_TASK INPUTS_.
★ ★ ★

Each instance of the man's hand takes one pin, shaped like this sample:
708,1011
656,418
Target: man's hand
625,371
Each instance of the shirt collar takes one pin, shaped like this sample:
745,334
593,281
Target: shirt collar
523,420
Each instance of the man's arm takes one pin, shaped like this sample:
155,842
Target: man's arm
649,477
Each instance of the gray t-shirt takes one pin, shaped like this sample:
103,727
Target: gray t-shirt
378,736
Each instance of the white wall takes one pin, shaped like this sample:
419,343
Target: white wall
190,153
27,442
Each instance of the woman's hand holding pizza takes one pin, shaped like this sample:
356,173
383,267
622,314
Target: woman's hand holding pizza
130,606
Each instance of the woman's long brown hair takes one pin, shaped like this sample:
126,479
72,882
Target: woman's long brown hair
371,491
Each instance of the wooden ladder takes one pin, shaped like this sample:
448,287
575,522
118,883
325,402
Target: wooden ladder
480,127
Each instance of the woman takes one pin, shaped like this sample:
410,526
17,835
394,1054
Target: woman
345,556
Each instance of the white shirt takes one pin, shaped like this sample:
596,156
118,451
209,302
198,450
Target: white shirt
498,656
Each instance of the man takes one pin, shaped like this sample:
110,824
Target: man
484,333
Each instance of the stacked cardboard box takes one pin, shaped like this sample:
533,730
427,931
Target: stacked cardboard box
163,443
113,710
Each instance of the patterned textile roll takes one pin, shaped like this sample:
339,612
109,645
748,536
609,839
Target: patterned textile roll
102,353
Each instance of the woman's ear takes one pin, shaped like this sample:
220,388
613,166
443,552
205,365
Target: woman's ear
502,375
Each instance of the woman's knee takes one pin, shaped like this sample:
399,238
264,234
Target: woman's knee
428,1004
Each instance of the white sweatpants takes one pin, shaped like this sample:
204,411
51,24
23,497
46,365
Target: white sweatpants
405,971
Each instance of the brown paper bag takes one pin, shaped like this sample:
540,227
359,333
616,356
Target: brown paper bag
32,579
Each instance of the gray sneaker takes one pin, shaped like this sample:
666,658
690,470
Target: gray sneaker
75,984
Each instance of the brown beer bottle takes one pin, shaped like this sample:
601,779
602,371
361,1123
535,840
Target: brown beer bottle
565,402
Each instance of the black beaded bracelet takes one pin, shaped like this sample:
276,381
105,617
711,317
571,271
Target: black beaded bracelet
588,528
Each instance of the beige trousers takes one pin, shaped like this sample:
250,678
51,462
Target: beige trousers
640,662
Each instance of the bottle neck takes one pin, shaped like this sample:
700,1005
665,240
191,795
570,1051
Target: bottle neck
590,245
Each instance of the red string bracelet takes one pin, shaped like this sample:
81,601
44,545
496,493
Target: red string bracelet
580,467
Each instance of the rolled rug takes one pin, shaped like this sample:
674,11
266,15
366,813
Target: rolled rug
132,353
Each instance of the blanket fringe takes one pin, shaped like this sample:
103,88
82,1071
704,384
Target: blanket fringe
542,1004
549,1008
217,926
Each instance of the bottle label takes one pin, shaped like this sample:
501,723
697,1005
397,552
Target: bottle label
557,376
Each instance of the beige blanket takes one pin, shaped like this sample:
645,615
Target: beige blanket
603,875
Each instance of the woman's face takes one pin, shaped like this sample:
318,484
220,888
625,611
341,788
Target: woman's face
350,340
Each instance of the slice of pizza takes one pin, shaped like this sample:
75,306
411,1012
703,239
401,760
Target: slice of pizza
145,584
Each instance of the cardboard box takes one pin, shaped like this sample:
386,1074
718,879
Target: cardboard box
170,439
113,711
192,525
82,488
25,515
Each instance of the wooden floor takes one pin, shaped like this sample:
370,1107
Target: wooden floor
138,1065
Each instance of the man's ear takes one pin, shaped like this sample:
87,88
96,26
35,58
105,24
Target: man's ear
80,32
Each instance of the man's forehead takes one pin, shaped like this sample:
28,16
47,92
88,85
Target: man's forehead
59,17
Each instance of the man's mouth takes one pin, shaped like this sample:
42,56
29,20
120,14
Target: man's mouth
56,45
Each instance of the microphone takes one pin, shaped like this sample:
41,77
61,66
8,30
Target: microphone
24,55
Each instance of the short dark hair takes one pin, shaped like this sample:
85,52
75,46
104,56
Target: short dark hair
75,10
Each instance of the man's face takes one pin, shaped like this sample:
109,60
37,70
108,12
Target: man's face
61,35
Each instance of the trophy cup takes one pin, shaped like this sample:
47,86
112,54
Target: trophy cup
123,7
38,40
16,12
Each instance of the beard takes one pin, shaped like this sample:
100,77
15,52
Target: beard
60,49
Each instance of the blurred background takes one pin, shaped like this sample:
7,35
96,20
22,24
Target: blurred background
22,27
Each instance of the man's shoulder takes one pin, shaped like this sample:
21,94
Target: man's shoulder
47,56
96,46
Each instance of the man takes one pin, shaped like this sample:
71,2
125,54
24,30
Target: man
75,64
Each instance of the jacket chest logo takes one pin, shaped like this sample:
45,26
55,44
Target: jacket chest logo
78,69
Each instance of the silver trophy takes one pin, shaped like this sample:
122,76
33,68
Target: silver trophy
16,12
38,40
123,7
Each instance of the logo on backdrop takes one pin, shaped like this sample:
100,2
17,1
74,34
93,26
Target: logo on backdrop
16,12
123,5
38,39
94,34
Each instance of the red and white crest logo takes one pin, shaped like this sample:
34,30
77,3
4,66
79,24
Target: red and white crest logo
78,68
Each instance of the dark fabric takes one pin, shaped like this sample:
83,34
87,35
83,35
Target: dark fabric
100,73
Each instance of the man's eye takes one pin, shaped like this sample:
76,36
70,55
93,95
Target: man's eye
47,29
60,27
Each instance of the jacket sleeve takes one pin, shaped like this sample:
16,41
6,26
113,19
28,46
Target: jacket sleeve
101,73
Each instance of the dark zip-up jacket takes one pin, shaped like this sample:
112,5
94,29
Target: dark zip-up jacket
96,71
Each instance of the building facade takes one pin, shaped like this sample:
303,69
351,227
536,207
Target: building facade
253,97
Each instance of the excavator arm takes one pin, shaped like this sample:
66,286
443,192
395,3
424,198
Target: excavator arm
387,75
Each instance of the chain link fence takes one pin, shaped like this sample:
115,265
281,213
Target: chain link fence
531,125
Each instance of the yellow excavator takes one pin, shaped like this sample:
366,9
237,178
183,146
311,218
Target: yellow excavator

★ ★ ★

_PROMPT_.
Return all of the records above, reproducing every line verbatim and in its original order.

_COMPLETED EXERCISE_.
Each instance of the man's hand takes one pin, shaped like this sample:
708,1011
656,418
Target: man's hand
625,371
Each instance of the shirt collar takes one pin, shaped like this sample:
745,334
593,281
Target: shirt collar
523,420
Each instance of the man's arm takes one pin, shaped like this sample:
155,842
Target: man's arm
649,477
Each instance of the gray t-shirt takes one pin, shaped like this sample:
103,727
Target: gray t-shirt
378,736
Each instance of the white wall takes one pin, shaped like this sample:
419,343
Target: white wall
190,153
27,442
Each instance of the woman's hand holding pizza takes one pin, shaped like this sample:
356,173
383,267
622,314
Target: woman's hand holding pizza
130,606
Each instance of the woman's long brown hair takes one pin, shaped like this sample:
126,479
72,882
Target: woman's long brown hair
371,491
Each instance of the wooden ladder takes one pin, shaped like this sample:
448,287
575,522
118,883
325,402
Target: wooden ladder
480,127
Each instance of the woman takes one pin, shaped like this sample:
410,526
17,835
394,1054
Target: woman
345,556
Each instance of the white shirt takes one pin, shaped like this sample:
596,156
118,451
209,302
198,450
Target: white shirt
498,656
Each instance of the man takes one pin, shaped like this sample:
110,824
Target: man
484,333
Each instance of the stacked cardboard box takes one pin, shaped like this sample:
533,730
427,931
Target: stacked cardboard box
163,443
113,710
Each instance of the patterned textile roll takes one pin, shaped like this sample:
339,612
109,645
748,536
609,839
Target: patterned textile roll
102,353
Each instance of the woman's ear takes one pin, shaped like this sample:
220,388
613,166
443,552
205,365
Target: woman's ear
502,375
Each instance of the woman's knee takes one pin, shaped like this sample:
399,238
264,234
Target: woman's knee
428,1004
Each instance of the white sweatpants takes one pin, shaped like this sample:
204,411
51,24
23,497
46,365
Target: white sweatpants
405,971
Each instance of the brown paper bag takes one pin, shaped like this sample:
540,227
359,333
616,356
Target: brown paper bag
32,579
Each instance of the gray sneaker takes one pin, shaped like this sample:
666,658
690,470
Target: gray sneaker
75,984
Each instance of the brown beer bottle takes one pin, shaped like this sample:
601,779
602,371
361,1123
535,840
Target: brown beer bottle
565,402
Each instance of the black beaded bracelet takes one pin, shaped like this sample:
276,381
105,617
711,317
571,271
Target: black beaded bracelet
588,528
Each instance of the beige trousers takes one pin, shaped like this sample:
250,678
51,462
Target: beige trousers
640,662
Each instance of the bottle neck takes one pin, shaped like this sample:
700,1005
665,240
191,795
570,1051
Target: bottle neck
590,245
Each instance of the red string bracelet takes one pin, shaped like this sample:
81,601
44,545
496,493
Target: red string bracelet
580,467
Each instance of the rolled rug takes one pin, shaped like this sample:
674,11
266,15
366,813
Target: rolled rug
132,353
Each instance of the blanket fringe takes one pin, shaped like this sample:
103,88
82,1071
704,384
Target: blanket fringe
542,1004
549,1008
217,926
Each instance of the bottle label takes one pin, shaped like this sample:
501,723
697,1005
397,552
Target: bottle label
557,376
Each instance of the beige blanket takes one pin, shaped like this sample:
645,615
Target: beige blanket
603,875
Each instance of the woman's face takes one pin, shaped like this sample:
318,484
220,888
625,611
341,788
Target: woman's face
350,340
Each instance of the slice of pizza takes one pin, shaped like this sample:
75,306
411,1012
703,239
401,760
Target: slice of pizza
145,584
Each instance of the cardboard box takes one pin, shaped like this sample:
386,1074
718,879
Target: cardboard box
170,439
113,711
192,525
82,488
25,515
Each instance of the wooden floor takes one pin, shaped like this sample:
370,1107
Target: wooden floor
138,1065
Each instance of the man's ear takes one pin, shaped like this sample:
87,88
96,26
35,58
105,24
Target: man's ear
80,32
Each instance of the man's forehead takes one pin, shaped like this sample:
28,16
47,92
88,85
Target: man's forehead
59,17
Each instance of the man's mouth takes one pin, shaped like this sample:
42,56
29,20
120,14
Target: man's mouth
56,45
Each instance of the microphone takes one pin, shaped like this sample:
41,77
61,66
8,30
Target: microphone
24,55
Each instance of the short dark hair takes one pin, shaped like this sample:
85,52
75,46
104,56
Target: short dark hair
75,10
Each instance of the man's face takes one pin, shaped like this sample:
109,60
37,70
108,12
Target: man's face
61,35
Each instance of the trophy cup takes one pin, shaped like this sample:
47,86
112,54
Target: trophy cup
123,7
38,40
16,12
Each instance of the beard takes one pin, shaped like this sample:
100,77
15,52
Target: beard
60,49
Each instance of the blurred background takes one pin, shaped like this sample:
7,35
96,20
22,24
Target: blurred background
22,27
Each instance of the man's shoulder takes one pin, shaped like this sample:
21,94
Target: man's shoulder
47,56
96,46
Each instance of the man takes one pin, shaped like this sample:
71,2
125,54
24,30
Target: man
75,64
Each instance of the jacket chest logo takes one pin, shaped like this sample:
45,26
55,44
Target: jacket chest logo
78,69
Each instance of the silver trophy takes one pin, shaped like this sample:
122,76
33,68
Target: silver trophy
16,12
38,40
123,7
Each instance of the logo on backdrop takes one pin, shaped like this sample:
100,2
17,1
74,34
93,26
Target: logo on backdrop
16,12
123,5
38,39
94,34
Each instance of the red and white crest logo takes one pin, shaped like this sample:
34,30
77,3
4,66
79,24
Target: red and white crest logo
78,68
Each instance of the dark fabric takes one pin, shaped like this sample:
83,34
87,35
83,35
Target: dark fabric
100,73
Each instance of the man's eye takes one pin, shaped like this sample:
76,36
70,55
93,95
Target: man's eye
47,29
60,27
Each instance of the jacket sleeve takes one pin, shaped like this sample:
16,41
6,26
113,19
28,46
Target: jacket sleeve
101,73
Each instance of the dark zip-up jacket takes one pin, shaped like this sample:
112,5
94,29
Target: dark zip-up jacket
96,71
Each instance of the building facade takes one pin, shaped like this sample:
303,69
351,227
536,207
Target: building facade
253,97
Each instance of the excavator arm takes one pin, shaped like this sample:
66,286
443,192
395,3
424,198
Target: excavator arm
387,75
Each instance of the chain link fence takes one pin, shaped like this sample:
115,265
281,213
Target: chain link fence
531,125
Each instance of the yellow excavator takes one pin, shaped like this sample:
366,9
237,178
183,146
311,218
Target: yellow excavator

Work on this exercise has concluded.